---------- Texte fourni
Mercredi 14 novembre 2012, à l'appel de la confédération européenne des syndicats (CES), les peuples de l'Union européenne manifesteront leur opposition à la politique austéritaire mise en œuvre par tous les gouvernements de la zone euro.
Jusqu'au traité de Lisbonne, nous espérions qu'une autre Europe serait possible. Une Europe vraiment sociale, avec des institutions revues et démocratisées. Un vrai parlement. Des directives qui privilégient un nivellement social par le haut, la coopération et l'entraide... Mais plus le temps passe, plus cette hypothèse devient hautement improbable. Il faudra probablement créer un autre cadre, à l'instar de l'Unasur.
La crise des subprimes - qui faillit précipiter le capitalisme dans le néant - a accéléré le processus des réformes antisociales conformément à l'axiome néo-libéral : chaque crise, naturelle, industrielle ou créée par le système capitalisme lui-même, est une opportunité pour l'oligarchie d'exiger de nouvelles réformes de déréglementation, d'appropriation de biens communs, d'ouverture totale des marchés et de concurrence à outrance des travailleurs et des territoires.
Depuis, l'Europe est devenue ultra-libérale.
Sa règle la plus haute n'est pas le bien être des peuples, la démocratie ou les droits de l'Homme, mais l'enrichissement illimité de l'oligarchie via la lutte contre l'inflation (pas celle des revenus de l'oligarchie) et la défense de la concurrence dans tous les domaines d'activité de la société au prix d'une régression sociale sans précédent.
--------------------
---------- Jeu d'enregistrements
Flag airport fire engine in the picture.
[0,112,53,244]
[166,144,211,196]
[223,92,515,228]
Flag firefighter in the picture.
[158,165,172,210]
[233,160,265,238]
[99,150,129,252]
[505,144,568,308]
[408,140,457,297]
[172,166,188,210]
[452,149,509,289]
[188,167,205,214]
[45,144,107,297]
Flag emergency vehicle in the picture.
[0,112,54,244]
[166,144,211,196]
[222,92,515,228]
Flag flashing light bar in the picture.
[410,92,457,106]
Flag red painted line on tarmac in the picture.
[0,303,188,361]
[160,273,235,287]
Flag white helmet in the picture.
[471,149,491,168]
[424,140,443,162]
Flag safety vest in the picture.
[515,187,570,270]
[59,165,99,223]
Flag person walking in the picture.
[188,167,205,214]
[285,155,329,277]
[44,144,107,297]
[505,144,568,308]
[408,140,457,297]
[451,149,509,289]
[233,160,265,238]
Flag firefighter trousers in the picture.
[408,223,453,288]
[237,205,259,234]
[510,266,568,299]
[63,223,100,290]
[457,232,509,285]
--------------------
**Consignes**
[A] Modifiez les enregistrements en partant de la ligne contenant « Flag white helmet in the picture. » et en allant jusqu'à la fin des enregistrements, de façon à remplacer « safety vest » par « high-visibility vest » sans rien changer d'autre.
[B] Poursuivez le texte sur l'austérité en Europe à partir de l'endroit où il s'arrête.

**Réponses**
[A]
Flag white helmet in the picture.
[471,149,491,168]
[424,140,443,162]
Flag high-visibility vest in the picture.
[515,187,570,270]
[59,165,99,223]
Flag person walking in the picture.
[188,167,205,214]
[285,155,329,277]
[44,144,107,297]
[505,144,568,308]
[408,140,457,297]
[451,149,509,289]
[233,160,265,238]
Flag firefighter trousers in the picture.
[408,223,453,288]
[237,205,259,234]
[510,266,568,299]
[63,223,100,290]
[457,232,509,285]

[B]
Pour en arriver à un tel résultat, il a fallu du temps. Et beaucoup de patience. Tout était déjà en place pour aboutir à la situation présente. Dès le 18 janvier 1957 à l'Assemblée nationale, Pierre Mendès-France, classé à l'époque comme un centriste de gauche avait flairé le piège :
« nos partenaires veulent conserver l'avantage commercial qu'ils ont sur nous du fait de leur retard en matière sociale. Notre politique doit continuer à consister, coûte que coûte, à ne pas construire l'Europe dans la régression au détriment de la classe ouvrière et, par contrecoup, au détriment des autres classes sociales qui vivent du pouvoir d'achat ouvrier. Il faut faire l'Europe dans l'expansion et dans le progrès social et non pas contre l'une et l'autre. »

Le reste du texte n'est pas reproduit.